### TASK PROMPT
Output exactly the line containing "Target: reflection of man on water" and each line after it through the last line of the records, and nothing else.

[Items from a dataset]

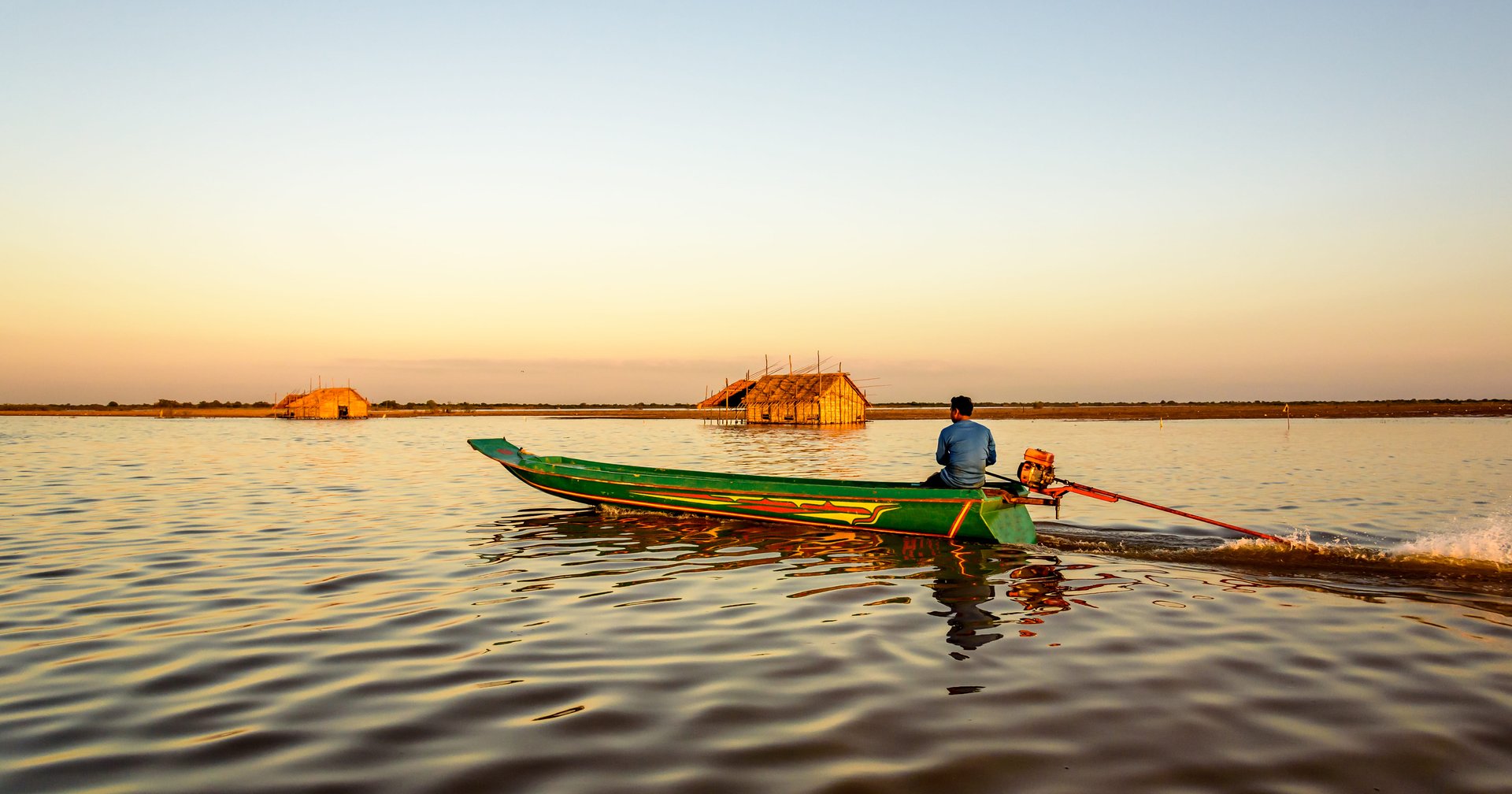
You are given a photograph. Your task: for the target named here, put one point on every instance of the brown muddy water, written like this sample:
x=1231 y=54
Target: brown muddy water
x=256 y=605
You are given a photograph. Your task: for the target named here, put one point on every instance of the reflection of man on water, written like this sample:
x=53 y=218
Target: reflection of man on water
x=965 y=450
x=962 y=587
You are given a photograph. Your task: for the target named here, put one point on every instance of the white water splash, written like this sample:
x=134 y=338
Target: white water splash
x=1487 y=537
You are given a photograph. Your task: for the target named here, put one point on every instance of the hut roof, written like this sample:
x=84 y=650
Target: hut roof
x=800 y=388
x=732 y=394
x=318 y=395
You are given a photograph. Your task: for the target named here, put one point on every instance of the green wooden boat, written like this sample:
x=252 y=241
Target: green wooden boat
x=991 y=514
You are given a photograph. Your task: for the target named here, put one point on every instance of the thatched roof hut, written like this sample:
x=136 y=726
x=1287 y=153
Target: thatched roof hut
x=815 y=398
x=336 y=403
x=731 y=397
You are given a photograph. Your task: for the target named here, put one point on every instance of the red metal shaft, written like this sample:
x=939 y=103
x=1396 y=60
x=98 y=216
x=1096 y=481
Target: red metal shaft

### OUTPUT OF THE EXERCISE
Target: reflection of man on water
x=965 y=450
x=962 y=587
You are given a photograph. Your task: for the target named here, put one point on every instance of the white water splash, written like this sample:
x=134 y=338
Target: white water splash
x=1487 y=537
You are given a photograph. Your task: for the target named here, put one point on every instance of the hut roof, written like this sample:
x=84 y=650
Target: hut roof
x=800 y=388
x=732 y=394
x=318 y=395
You are given a photograph. Your task: for the target named here, put one point on every instance of the green wooden boat, written like this sample:
x=252 y=241
Target: green wooden boat
x=991 y=514
You are given a photograph. Your task: for the target named here, put one point on every instance of the thatched roof hut, written like this sample:
x=136 y=726
x=1287 y=153
Target: thatched roof hut
x=815 y=398
x=336 y=403
x=731 y=397
You are given a photograph. Your task: for the target named here, put one point on every instance of the red metal shaft, written like this sample:
x=939 y=103
x=1396 y=60
x=98 y=216
x=1096 y=481
Target: red metal shaft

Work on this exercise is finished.